• [Work required]: Retype every entry below exactly as it stands.

--- Exercise data Enclosed Below ---

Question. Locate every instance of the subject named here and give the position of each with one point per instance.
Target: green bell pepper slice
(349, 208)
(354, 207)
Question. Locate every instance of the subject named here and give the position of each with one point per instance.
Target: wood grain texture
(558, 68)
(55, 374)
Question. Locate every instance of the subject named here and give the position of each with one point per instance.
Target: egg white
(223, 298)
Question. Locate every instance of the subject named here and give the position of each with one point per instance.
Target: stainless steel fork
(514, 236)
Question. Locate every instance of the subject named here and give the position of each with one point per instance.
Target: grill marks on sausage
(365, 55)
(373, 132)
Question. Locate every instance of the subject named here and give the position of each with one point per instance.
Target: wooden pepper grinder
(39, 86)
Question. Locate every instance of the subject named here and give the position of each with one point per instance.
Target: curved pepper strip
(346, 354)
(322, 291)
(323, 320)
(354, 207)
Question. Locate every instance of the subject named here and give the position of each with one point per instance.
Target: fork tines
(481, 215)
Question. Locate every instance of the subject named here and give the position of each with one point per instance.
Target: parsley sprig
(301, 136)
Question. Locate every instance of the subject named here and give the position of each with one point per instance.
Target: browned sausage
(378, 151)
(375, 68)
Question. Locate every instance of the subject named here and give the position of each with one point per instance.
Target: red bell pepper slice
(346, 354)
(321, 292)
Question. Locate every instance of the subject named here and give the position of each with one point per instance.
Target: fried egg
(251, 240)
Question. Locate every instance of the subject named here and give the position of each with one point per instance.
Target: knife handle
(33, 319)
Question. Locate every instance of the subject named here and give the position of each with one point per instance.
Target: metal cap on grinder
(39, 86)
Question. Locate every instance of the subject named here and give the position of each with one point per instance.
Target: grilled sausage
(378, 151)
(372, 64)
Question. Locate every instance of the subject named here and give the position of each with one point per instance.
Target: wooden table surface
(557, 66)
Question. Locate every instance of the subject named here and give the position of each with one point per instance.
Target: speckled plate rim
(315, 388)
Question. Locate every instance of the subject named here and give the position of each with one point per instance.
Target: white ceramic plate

--- End of Enclosed Exercise data ---

• [Answer box]:
Question. Locate every instance of the subject named here and give the position of each with one point per instance.
Target: green bell pepper slice
(349, 208)
(354, 207)
Question. Locate every instance of the subject named here and give the position of each with one point per instance.
Target: wood grain texture
(558, 68)
(55, 374)
Question. Locate every instance of the subject named here and give the position of each with one point per instance.
Target: egg white
(223, 298)
Question. Locate every instance of the subject named here and give the position of each with one point per instance.
Target: stainless steel fork
(514, 236)
Question. Locate every instance of the subject named here and give the position of each with one point per instance.
Target: grill marks on sausage
(365, 55)
(373, 132)
Question. Locate every instance of the subject named here and give the position of each with one point per instance.
Target: wooden pepper grinder
(39, 86)
Question. Locate every instance of the subject named here and give the position of each with one point per instance.
Target: curved pepper strip
(346, 354)
(322, 291)
(323, 320)
(354, 207)
Question. Locate every instance of the subject named here and give the position of each with one point per instance.
Target: fork tines
(481, 215)
Question. Locate every instance of the subject named here and give the position of each with one point per instance.
Target: parsley sprig
(301, 136)
Question. Locate every instance of the subject named here and give the position of each with one point per instance.
Target: browned sausage
(378, 151)
(375, 68)
Question. Locate every instance of the subject named here and give the position of each with one point per instance.
Target: red bell pepper slice
(346, 354)
(321, 292)
Question. Locate every instance of the subject named here and give the position of each with one point per instance.
Target: fried egg
(251, 240)
Question. Locate every instance of the subject named here and give the position of each with one point per instance.
Target: knife handle
(33, 319)
Question. Locate every instance of the subject named here and give the position of each with one point per instance.
Target: metal cap on grinder
(39, 86)
Question. Locate every instance of the subject named here and give the position of each with one point per instance.
Target: grilled sausage
(378, 151)
(372, 64)
Question. Locate every instance of the subject named here and give the position of each with one point per instance.
Target: wooden table surface
(557, 66)
Question. Locate every instance of the subject named here and give the position of each with one point per instance.
Target: speckled plate rim
(315, 388)
Question. Locate every instance of the subject named here and give the position of each with one point per instance.
Target: white ceramic plate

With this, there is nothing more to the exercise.